Schriftlicher Auftrag a:
Fasse den Absatz im Quellenauszug, der mit „Nach 1443“ beginnt, als knappe Stichpunktliste zusammen und behalte dabei seine wesentlichen Angaben bei.

Quellenauszug:
Bearbeitet von Rainer Leng

KdiH-Band 4/2

Datierung:

Nach 1443 (1r yhesus Xps amen. 1443 amen; die Datierung 18r Hye hebt sich an meister liechtenawers chunst desz lengen swerts anno domini xlviii jar kann zu 1448 aufgelöst werden und auf einen längeren Entstehungsprozeß der Handschrift hinweisen, könnte jedoch nach Eisermann [http://bilder.manuscripta-mediaevalia.de/hs//projekt_gotha.htm] auch auf eine 1348 entstandene Vorlage verweisen; Wasserzeichen Piccard V, I 67/158, Süddeutschland 1438).

Lokalisierung:

Süddeutsch.

Gegebene Daten:
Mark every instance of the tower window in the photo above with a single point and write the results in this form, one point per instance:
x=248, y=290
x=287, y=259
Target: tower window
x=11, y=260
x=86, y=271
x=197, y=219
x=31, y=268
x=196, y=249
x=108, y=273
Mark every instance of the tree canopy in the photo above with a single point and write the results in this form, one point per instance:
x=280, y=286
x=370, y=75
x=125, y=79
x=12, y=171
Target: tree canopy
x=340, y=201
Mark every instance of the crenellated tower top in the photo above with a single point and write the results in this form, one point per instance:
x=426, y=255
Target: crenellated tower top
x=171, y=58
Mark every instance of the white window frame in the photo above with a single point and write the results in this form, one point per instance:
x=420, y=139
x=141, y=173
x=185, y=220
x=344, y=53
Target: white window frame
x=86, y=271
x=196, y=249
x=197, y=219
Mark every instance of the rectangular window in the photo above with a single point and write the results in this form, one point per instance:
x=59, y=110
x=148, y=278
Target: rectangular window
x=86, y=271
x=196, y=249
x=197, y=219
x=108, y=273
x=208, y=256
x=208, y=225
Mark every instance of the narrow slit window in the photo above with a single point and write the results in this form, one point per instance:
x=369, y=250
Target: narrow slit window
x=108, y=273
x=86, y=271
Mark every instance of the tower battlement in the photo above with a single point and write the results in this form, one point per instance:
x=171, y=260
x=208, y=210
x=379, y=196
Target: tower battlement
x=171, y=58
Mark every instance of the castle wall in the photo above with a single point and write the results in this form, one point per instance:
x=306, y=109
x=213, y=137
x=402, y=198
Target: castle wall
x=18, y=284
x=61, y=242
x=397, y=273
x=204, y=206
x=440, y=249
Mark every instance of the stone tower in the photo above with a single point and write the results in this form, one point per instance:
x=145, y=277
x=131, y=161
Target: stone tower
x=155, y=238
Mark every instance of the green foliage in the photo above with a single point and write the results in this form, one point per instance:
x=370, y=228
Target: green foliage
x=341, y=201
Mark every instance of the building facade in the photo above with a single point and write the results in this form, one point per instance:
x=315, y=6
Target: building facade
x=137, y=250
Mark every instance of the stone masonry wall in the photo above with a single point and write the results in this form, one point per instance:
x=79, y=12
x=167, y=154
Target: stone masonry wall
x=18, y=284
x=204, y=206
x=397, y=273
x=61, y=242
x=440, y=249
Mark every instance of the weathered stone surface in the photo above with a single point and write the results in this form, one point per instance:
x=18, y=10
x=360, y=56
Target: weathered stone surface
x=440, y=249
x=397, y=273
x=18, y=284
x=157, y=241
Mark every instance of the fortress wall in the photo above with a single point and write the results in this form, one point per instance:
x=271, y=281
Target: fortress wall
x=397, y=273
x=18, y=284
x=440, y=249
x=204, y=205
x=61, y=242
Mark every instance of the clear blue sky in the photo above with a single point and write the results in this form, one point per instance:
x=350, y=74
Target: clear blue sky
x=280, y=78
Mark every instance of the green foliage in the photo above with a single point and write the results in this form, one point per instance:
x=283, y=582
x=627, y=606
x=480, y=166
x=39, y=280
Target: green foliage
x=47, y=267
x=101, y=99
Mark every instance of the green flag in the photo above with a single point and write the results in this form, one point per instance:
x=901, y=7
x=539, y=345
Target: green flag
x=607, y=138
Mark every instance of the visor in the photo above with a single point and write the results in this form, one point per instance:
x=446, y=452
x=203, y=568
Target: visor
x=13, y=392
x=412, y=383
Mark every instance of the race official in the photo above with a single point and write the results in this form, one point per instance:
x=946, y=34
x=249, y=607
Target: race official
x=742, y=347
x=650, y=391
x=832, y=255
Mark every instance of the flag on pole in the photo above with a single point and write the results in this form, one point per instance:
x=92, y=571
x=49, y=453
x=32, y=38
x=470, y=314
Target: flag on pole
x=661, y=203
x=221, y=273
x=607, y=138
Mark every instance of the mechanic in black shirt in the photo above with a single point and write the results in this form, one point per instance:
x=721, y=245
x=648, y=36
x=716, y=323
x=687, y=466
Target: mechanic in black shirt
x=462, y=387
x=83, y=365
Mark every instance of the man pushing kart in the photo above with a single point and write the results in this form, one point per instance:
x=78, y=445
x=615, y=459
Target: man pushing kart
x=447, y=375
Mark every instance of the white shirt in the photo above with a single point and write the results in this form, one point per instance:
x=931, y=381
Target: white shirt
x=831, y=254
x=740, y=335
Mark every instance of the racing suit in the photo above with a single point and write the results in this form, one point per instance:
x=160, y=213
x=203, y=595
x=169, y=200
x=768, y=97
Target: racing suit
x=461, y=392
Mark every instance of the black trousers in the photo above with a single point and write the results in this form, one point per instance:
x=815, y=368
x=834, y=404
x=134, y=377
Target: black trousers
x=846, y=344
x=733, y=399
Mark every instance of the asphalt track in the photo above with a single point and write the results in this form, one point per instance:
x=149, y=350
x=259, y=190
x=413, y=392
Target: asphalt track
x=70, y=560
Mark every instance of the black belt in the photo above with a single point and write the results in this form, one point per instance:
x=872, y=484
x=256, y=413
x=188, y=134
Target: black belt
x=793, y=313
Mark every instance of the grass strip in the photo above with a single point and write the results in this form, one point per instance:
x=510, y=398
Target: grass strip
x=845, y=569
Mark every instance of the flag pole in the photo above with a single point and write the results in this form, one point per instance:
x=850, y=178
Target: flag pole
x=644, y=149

Schriftlicher Auftrag b:
Gib aus der Auflistung den Abschnitt von der Zeile mit „Mark every instance of the white window“ bis einschließlich der Zeile mit „x=208, y=225“ unverändert wieder.

Antwort a:
- Datierung: nach 1443, gestützt auf den Eintrag auf Blatt 1r „yhesus Xps amen. 1443 amen“
- Blatt 18r nennt „anno domini xlviii jar“. Das lässt sich zu 1448 auflösen und könnte auf einen längeren Entstehungsprozess der Handschrift hinweisen.
- Nach Eisermann könnte diese Angabe auch auf eine 1348 entstandene Vorlage verweisen.
- Wasserzeichen: Piccard V, I 67/158, Süddeutschland 1438

Antwort b:
Mark every instance of the white window frame in the photo above with a single point and write the results in this form, one point per instance:
x=420, y=139
x=141, y=173
x=185, y=220
x=344, y=53
Target: white window frame
x=86, y=271
x=196, y=249
x=197, y=219
Mark every instance of the rectangular window in the photo above with a single point and write the results in this form, one point per instance:
x=59, y=110
x=148, y=278
Target: rectangular window
x=86, y=271
x=196, y=249
x=197, y=219
x=108, y=273
x=208, y=256
x=208, y=225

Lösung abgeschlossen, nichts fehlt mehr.